- GIVEN REQUEST -
Write out the items from the line with "Outline white wing" up to and including the line with "582, 423, 626]]", replacing "wing spot" with "wing patch" and leaving everything else the same.

- ENTRIES SHOWN -

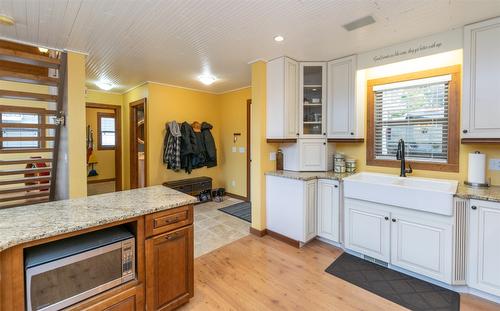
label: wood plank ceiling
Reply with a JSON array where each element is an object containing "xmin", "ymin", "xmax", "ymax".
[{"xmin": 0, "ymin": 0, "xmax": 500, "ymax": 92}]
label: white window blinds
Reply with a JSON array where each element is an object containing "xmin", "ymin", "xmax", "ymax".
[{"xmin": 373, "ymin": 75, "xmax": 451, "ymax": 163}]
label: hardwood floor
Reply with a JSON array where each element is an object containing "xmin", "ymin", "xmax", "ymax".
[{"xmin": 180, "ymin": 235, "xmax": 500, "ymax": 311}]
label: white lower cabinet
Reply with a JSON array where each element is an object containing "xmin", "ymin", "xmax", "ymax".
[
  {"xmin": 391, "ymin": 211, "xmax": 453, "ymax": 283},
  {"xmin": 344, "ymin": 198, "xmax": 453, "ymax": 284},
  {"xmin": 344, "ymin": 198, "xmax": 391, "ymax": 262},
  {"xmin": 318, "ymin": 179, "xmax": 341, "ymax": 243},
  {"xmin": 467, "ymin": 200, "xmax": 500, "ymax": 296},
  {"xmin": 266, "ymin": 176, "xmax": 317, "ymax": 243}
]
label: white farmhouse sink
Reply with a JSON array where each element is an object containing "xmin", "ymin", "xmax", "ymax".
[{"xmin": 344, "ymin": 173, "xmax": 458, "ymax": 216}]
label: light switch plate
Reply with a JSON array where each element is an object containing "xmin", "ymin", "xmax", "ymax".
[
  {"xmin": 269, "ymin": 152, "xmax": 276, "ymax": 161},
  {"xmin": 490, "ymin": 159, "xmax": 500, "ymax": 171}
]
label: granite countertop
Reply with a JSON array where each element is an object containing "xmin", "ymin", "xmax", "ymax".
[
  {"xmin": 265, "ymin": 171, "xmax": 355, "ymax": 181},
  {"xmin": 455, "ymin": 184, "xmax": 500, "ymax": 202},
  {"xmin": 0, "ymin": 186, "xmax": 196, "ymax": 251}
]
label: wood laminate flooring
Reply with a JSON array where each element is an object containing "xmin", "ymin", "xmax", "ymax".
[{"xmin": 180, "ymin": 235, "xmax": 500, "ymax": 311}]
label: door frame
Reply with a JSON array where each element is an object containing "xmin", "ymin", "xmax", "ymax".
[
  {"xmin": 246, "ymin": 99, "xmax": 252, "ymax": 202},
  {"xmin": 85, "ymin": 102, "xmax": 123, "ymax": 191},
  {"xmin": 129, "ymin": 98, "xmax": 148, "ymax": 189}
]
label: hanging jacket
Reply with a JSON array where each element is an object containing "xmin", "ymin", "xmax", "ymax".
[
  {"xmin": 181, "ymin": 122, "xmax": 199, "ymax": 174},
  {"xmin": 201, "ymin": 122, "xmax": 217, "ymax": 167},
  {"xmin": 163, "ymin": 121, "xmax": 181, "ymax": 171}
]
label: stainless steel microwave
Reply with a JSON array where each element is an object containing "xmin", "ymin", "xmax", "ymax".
---
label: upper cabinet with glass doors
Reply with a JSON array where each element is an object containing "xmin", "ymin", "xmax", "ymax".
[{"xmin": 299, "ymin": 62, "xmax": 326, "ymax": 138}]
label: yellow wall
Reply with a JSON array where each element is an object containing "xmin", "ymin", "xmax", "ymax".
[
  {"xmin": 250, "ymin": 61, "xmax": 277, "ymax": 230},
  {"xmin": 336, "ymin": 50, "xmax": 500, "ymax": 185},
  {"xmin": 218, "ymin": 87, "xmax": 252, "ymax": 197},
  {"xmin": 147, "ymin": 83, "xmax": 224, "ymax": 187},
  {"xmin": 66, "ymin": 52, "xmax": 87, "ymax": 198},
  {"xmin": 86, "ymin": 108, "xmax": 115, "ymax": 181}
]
* * *
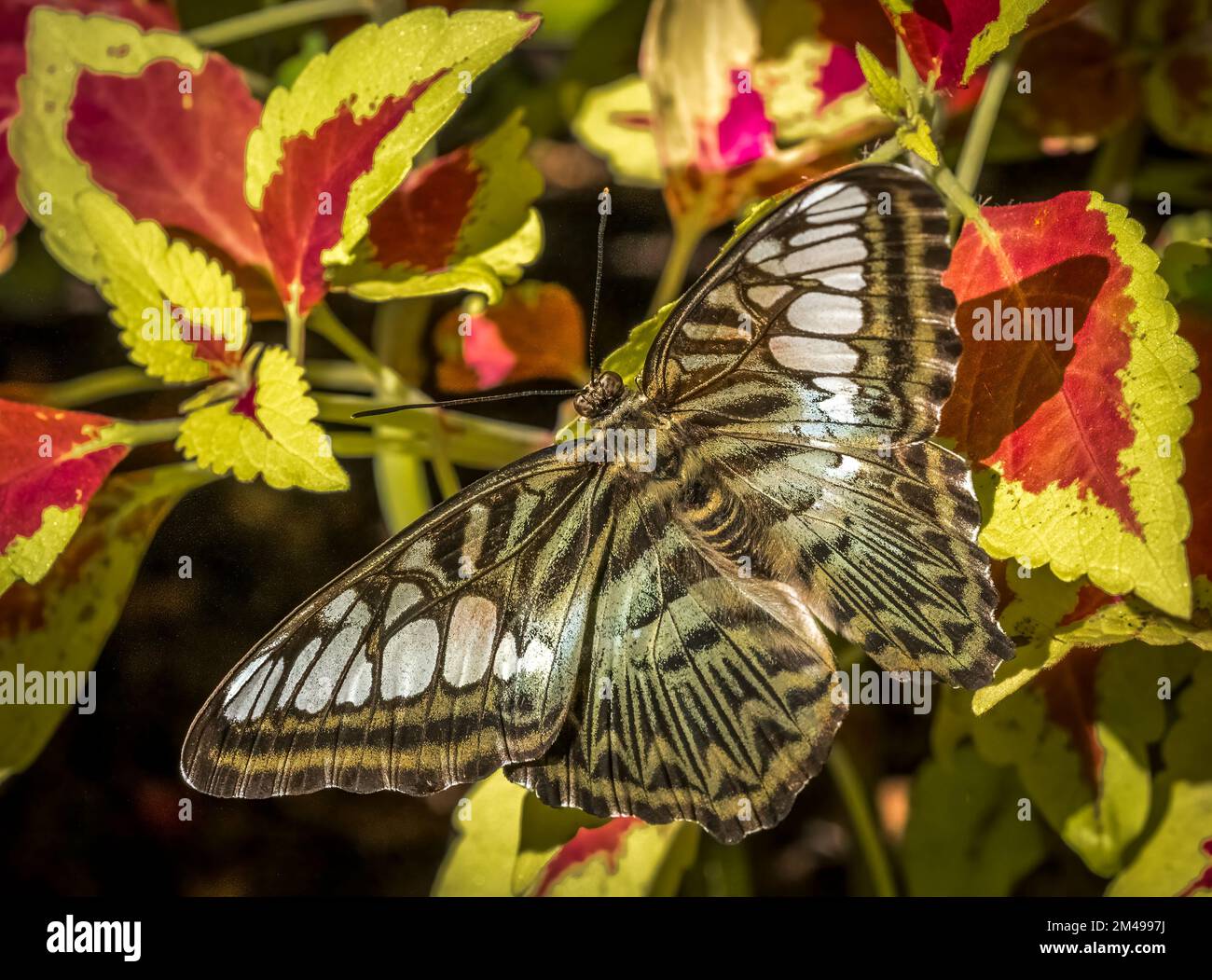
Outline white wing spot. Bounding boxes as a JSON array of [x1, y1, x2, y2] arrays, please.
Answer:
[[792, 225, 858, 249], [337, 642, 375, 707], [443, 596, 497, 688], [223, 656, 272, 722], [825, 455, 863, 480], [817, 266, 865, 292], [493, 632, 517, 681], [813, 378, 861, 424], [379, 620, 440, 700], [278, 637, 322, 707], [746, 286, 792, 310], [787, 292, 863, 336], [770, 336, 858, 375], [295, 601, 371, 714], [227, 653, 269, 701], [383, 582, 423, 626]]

- RIGHT ANSWER -
Outline white wing patch. Bounding boxes as a JSON array of [x1, y1, x2, y2] arrays, please.
Answer:
[[792, 225, 858, 249], [337, 642, 375, 707], [443, 596, 497, 688], [223, 656, 272, 722], [825, 455, 863, 480], [817, 266, 865, 292], [493, 632, 517, 681], [813, 378, 861, 424], [379, 620, 440, 700], [278, 637, 322, 707], [746, 286, 792, 310], [787, 292, 863, 336], [770, 336, 858, 375], [295, 601, 371, 714], [227, 653, 269, 701], [383, 582, 423, 626]]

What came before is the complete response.